● Activity
Your answer should show every line of the material below that includes "downspout".

● Exercise material
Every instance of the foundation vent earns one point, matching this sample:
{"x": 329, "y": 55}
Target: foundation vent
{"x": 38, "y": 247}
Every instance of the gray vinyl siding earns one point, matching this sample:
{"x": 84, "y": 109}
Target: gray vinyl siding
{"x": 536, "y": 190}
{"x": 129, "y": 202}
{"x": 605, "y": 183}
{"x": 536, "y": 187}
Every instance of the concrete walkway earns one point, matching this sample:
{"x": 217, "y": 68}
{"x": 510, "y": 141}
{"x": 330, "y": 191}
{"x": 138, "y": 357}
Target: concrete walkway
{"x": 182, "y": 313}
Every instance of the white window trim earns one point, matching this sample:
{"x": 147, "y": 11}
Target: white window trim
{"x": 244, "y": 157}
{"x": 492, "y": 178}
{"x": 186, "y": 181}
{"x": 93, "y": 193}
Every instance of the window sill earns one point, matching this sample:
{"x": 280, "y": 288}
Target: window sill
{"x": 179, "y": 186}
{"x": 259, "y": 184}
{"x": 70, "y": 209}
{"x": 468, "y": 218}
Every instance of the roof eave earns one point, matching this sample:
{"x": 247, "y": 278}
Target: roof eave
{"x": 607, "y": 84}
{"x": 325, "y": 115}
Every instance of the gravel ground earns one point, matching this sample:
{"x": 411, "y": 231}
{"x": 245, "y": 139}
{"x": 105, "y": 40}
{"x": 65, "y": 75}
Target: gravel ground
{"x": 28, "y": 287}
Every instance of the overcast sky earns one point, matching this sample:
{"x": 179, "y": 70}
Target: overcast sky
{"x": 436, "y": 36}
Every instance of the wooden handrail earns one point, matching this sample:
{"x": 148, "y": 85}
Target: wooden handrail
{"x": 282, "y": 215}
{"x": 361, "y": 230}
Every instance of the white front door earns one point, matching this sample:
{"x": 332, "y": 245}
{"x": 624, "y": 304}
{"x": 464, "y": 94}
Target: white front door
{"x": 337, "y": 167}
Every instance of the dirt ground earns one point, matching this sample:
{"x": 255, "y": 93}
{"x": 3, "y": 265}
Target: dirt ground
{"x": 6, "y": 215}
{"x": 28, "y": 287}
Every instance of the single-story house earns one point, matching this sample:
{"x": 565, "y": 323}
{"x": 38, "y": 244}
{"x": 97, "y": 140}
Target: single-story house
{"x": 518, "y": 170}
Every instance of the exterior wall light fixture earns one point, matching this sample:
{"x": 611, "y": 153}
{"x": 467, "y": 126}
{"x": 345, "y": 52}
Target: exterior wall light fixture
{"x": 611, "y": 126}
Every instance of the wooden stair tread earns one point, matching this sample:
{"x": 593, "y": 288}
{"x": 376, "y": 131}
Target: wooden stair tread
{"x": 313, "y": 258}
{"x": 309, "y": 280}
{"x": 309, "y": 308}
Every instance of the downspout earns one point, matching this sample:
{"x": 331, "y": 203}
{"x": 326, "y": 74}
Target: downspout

● Solved exercise
Every instance of the downspout earns one point, matching this sample:
Target: downspout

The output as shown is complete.